§ **Records for this task**:
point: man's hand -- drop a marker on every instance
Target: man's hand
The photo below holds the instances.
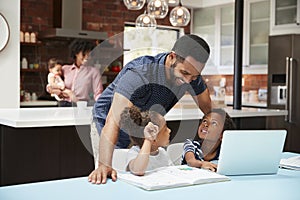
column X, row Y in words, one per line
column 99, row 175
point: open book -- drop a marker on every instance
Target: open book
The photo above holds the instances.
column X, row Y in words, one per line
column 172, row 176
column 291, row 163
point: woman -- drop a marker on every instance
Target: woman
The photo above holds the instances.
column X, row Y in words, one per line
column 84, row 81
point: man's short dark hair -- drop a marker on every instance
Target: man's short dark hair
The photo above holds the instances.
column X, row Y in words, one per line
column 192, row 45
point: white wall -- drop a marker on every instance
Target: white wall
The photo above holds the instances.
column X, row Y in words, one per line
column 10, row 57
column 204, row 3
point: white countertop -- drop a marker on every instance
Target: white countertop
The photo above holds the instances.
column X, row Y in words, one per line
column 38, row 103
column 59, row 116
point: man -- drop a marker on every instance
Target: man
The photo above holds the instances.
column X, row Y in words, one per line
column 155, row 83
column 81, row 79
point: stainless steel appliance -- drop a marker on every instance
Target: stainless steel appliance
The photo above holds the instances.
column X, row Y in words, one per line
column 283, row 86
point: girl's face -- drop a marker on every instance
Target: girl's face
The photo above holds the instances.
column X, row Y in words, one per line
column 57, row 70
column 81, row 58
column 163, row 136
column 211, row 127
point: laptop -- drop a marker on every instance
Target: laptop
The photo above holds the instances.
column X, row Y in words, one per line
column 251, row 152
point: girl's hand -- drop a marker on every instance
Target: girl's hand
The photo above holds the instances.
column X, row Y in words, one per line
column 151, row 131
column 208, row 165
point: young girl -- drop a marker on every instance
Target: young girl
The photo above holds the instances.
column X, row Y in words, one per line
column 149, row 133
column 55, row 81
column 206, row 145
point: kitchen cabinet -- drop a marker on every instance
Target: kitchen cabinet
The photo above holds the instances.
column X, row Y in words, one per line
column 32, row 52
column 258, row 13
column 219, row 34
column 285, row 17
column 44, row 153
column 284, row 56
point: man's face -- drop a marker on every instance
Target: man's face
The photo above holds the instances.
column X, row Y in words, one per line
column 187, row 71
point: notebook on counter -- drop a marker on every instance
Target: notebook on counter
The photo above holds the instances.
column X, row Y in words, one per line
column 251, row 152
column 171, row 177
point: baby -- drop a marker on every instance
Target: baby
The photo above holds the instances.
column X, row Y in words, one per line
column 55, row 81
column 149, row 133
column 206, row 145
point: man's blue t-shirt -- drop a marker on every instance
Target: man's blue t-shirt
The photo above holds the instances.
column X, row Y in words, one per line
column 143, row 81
==
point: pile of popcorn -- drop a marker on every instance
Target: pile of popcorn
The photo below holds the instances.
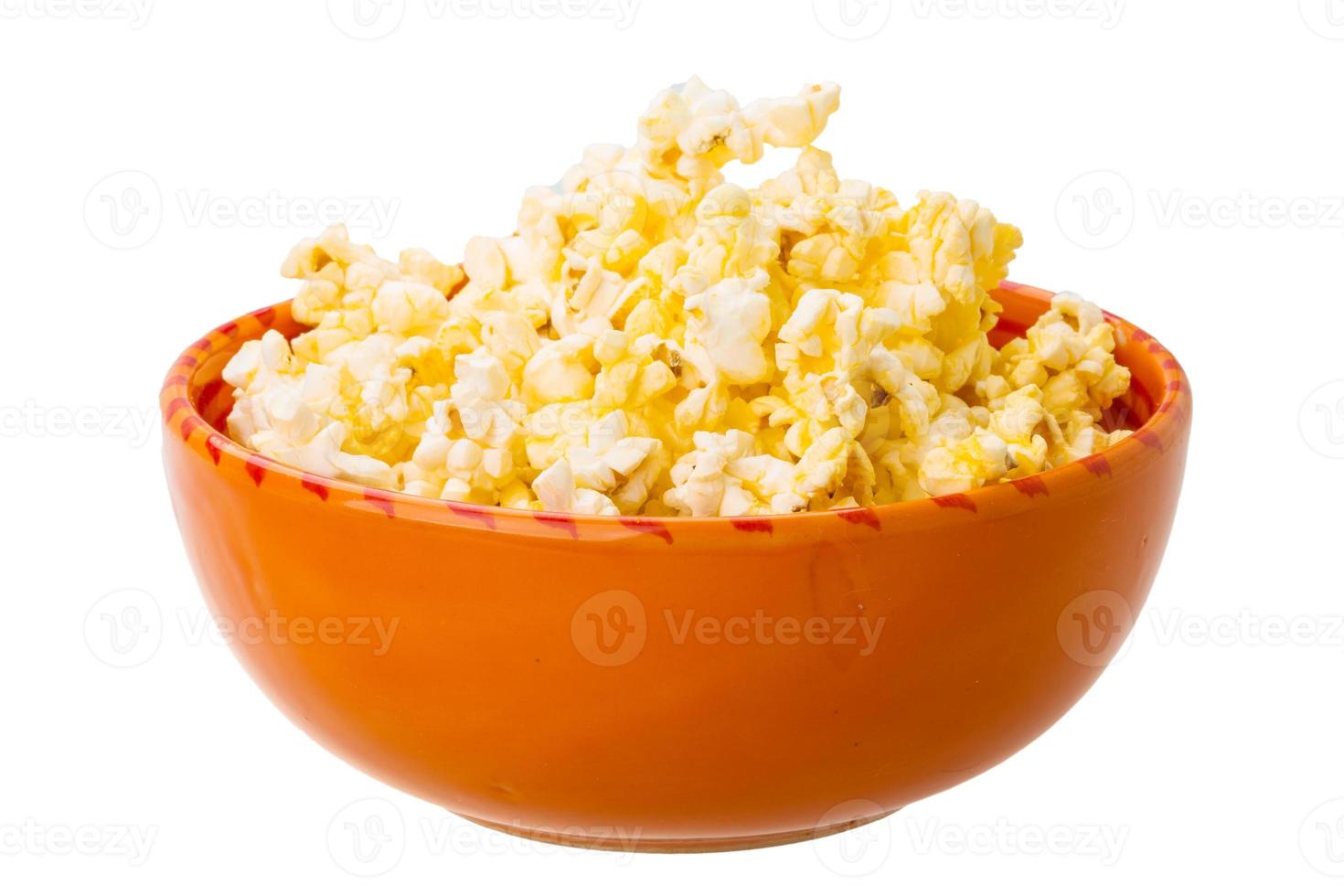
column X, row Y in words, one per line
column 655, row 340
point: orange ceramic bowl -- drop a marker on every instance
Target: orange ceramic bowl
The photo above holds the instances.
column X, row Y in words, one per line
==
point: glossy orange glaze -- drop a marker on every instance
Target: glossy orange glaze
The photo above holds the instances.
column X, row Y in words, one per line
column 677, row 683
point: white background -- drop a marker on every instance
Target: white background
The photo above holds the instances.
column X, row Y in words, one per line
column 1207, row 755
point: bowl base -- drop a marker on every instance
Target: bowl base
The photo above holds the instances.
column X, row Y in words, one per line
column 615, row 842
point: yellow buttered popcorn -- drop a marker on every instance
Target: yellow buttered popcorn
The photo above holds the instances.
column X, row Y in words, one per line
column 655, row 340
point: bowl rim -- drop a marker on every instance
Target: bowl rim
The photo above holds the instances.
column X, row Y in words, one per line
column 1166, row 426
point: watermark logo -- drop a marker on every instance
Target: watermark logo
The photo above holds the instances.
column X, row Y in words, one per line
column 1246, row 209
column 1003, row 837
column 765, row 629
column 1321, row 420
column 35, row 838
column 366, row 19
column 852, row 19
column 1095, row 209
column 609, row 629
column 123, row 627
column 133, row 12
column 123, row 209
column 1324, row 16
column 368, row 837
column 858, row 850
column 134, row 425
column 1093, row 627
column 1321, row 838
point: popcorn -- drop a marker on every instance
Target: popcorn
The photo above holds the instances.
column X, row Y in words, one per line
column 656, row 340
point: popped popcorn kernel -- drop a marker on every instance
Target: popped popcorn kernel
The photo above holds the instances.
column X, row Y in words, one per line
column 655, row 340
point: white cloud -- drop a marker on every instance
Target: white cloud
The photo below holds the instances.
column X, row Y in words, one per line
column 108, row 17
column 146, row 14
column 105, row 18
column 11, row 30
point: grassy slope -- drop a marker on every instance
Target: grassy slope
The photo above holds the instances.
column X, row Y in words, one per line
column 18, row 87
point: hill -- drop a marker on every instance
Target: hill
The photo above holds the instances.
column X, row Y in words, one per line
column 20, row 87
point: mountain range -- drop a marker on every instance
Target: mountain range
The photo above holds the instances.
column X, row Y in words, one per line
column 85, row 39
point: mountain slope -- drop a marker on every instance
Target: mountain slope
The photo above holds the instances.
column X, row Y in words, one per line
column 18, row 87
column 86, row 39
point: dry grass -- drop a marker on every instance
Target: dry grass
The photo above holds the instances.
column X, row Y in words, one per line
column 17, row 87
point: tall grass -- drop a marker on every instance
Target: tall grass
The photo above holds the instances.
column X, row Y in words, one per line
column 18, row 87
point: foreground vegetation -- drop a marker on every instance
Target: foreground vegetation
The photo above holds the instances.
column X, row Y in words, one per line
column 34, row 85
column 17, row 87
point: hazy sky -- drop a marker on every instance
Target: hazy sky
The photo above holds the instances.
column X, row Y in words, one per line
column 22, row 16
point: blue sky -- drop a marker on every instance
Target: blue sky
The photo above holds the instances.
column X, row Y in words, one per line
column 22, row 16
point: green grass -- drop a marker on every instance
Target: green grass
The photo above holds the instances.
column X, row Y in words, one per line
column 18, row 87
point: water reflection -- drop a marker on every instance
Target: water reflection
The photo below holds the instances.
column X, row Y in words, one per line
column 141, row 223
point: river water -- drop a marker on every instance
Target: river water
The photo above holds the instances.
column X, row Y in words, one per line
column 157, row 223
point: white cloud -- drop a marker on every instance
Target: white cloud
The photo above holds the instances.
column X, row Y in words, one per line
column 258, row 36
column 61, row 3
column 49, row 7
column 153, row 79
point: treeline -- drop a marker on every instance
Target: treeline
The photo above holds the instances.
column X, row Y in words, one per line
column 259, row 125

§ **Problem to solve**:
Copy out every line of the data above that contains the word "laptop".

§ **Result of the task**:
point: laptop -- drop a marker on every instance
Target: laptop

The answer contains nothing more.